#### Goal of the exercise:
Write out every entry in full. Leave nothing out.

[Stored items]
○ ○ ○ ○

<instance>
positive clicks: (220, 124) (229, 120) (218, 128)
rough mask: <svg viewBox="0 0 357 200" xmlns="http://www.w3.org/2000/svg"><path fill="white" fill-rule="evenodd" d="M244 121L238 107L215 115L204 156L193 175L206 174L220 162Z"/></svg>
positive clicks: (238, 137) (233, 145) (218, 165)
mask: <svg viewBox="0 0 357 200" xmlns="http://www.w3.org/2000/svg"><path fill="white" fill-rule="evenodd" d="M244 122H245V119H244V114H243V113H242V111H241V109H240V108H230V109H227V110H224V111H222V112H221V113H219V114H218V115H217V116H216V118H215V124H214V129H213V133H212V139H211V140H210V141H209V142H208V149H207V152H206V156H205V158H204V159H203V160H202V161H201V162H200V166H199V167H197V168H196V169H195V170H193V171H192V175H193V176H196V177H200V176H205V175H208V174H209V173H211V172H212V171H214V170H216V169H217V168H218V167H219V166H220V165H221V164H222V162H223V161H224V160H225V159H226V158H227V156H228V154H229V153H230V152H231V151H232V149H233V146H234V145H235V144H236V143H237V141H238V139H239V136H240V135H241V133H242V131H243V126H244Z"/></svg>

○ ○ ○ ○

#### Exercise response:
<instance>
positive clicks: (220, 124) (229, 120) (218, 128)
rough mask: <svg viewBox="0 0 357 200" xmlns="http://www.w3.org/2000/svg"><path fill="white" fill-rule="evenodd" d="M244 121L238 107L215 115L204 156L193 175L206 174L220 162Z"/></svg>
positive clicks: (238, 137) (233, 145) (218, 165)
mask: <svg viewBox="0 0 357 200" xmlns="http://www.w3.org/2000/svg"><path fill="white" fill-rule="evenodd" d="M244 122H245V119H244V114H243V113H242V111H241V109H240V108H230V109H227V110H224V111H222V112H221V113H219V114H218V115H217V116H216V118H215V124H214V129H213V133H212V139H211V140H210V141H209V142H208V149H207V152H206V156H205V158H204V159H203V160H202V161H201V162H200V166H199V167H197V168H196V169H195V170H193V171H192V175H193V176H196V177H200V176H205V175H208V174H209V173H211V172H212V171H214V170H216V169H217V168H218V167H219V166H220V165H221V164H222V162H223V161H224V160H225V159H226V158H227V156H228V154H229V153H230V152H231V151H232V149H233V146H234V145H235V144H236V143H237V141H238V139H239V136H240V135H241V133H242V131H243V126H244Z"/></svg>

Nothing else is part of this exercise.